== Provided material

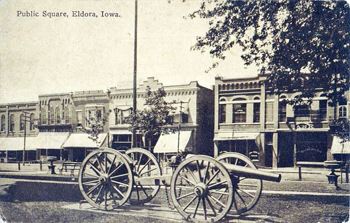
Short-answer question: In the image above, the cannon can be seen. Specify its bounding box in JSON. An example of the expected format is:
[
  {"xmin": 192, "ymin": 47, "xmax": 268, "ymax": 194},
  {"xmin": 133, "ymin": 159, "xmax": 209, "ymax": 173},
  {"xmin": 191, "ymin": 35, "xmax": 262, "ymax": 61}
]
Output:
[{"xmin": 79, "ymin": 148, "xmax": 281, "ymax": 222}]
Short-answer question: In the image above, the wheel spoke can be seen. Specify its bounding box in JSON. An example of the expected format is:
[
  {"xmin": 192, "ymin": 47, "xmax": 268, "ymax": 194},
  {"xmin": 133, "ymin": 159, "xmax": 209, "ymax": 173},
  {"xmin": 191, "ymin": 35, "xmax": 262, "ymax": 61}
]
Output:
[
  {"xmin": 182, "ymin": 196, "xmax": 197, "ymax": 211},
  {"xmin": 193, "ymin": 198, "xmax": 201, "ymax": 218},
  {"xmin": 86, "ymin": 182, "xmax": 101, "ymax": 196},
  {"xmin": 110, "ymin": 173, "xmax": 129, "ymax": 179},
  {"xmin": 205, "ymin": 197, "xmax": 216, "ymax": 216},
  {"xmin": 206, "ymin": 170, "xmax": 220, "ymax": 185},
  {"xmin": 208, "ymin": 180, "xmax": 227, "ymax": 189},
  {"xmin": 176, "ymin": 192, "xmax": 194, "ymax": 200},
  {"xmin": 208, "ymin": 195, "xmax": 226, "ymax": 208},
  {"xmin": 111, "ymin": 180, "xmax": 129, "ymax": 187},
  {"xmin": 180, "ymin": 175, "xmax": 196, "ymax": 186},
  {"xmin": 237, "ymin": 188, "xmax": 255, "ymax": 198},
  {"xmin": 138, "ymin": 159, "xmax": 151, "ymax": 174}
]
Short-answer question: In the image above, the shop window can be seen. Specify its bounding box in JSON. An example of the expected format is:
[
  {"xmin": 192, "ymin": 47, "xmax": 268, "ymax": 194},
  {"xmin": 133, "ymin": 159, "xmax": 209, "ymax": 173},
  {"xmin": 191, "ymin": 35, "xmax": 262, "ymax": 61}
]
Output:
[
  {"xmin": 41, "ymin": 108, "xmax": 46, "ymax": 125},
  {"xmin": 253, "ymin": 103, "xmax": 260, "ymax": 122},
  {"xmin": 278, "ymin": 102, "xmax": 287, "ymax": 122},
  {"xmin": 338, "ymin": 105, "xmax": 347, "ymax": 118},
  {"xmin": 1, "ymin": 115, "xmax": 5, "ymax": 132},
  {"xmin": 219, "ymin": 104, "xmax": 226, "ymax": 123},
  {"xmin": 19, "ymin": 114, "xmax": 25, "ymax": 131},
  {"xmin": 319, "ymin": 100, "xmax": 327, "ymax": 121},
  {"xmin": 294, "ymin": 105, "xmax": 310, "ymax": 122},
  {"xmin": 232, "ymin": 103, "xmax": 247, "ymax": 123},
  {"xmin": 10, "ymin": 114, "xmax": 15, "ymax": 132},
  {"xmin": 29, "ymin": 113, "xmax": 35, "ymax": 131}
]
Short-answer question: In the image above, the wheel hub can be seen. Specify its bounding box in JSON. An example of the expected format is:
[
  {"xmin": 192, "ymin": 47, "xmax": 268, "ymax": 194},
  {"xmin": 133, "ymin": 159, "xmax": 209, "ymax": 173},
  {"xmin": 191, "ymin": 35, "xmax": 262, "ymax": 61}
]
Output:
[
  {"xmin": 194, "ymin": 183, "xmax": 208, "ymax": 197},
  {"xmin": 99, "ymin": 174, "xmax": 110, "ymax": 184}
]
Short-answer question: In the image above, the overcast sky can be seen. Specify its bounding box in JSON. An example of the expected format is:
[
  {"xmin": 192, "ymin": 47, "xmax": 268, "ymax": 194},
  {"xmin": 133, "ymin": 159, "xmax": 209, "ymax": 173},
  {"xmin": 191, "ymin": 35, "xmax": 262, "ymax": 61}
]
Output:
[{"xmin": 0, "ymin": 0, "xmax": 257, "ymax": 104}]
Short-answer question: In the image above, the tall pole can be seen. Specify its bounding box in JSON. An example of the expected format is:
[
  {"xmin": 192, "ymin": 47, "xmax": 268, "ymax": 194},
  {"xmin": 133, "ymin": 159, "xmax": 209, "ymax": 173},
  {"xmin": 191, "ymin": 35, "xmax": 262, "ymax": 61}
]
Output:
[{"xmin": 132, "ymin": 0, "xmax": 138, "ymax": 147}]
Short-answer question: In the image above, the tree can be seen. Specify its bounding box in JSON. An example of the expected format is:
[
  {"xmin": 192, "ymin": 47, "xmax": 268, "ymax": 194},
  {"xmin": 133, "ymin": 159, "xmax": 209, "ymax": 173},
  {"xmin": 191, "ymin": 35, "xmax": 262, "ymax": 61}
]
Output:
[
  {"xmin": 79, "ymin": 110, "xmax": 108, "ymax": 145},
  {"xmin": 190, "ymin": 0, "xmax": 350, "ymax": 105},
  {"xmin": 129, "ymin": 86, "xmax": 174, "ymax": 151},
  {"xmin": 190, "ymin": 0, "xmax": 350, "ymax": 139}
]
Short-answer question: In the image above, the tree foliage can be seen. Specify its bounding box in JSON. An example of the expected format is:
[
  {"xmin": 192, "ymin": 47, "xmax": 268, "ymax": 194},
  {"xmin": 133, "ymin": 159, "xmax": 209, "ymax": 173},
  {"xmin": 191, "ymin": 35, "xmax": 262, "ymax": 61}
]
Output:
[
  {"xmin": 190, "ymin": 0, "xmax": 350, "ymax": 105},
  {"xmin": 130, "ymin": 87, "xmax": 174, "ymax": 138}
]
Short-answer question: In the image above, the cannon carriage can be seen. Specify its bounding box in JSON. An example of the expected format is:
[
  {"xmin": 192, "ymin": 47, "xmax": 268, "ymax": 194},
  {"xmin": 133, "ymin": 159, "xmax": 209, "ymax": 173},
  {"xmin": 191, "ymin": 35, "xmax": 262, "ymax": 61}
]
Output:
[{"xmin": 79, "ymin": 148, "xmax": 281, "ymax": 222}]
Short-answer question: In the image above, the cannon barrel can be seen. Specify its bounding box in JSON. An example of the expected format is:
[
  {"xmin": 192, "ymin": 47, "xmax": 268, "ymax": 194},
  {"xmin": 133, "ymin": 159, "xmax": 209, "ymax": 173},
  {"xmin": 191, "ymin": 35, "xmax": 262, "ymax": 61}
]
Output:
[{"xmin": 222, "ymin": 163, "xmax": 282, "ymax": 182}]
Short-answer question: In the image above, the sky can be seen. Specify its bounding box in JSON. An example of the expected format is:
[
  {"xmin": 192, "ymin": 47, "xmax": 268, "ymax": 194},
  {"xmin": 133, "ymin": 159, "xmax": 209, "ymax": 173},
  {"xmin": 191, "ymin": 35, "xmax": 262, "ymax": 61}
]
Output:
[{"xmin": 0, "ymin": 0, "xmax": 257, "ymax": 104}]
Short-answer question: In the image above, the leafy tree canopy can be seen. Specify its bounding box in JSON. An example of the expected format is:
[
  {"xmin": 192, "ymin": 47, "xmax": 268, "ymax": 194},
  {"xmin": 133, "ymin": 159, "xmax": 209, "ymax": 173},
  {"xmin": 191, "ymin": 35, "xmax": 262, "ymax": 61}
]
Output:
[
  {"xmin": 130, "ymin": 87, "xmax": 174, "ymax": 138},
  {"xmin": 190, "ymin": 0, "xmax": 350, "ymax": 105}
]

====

Requirement:
State only the number of lines in the material that contain the word "tree".

Answer to the exercise:
3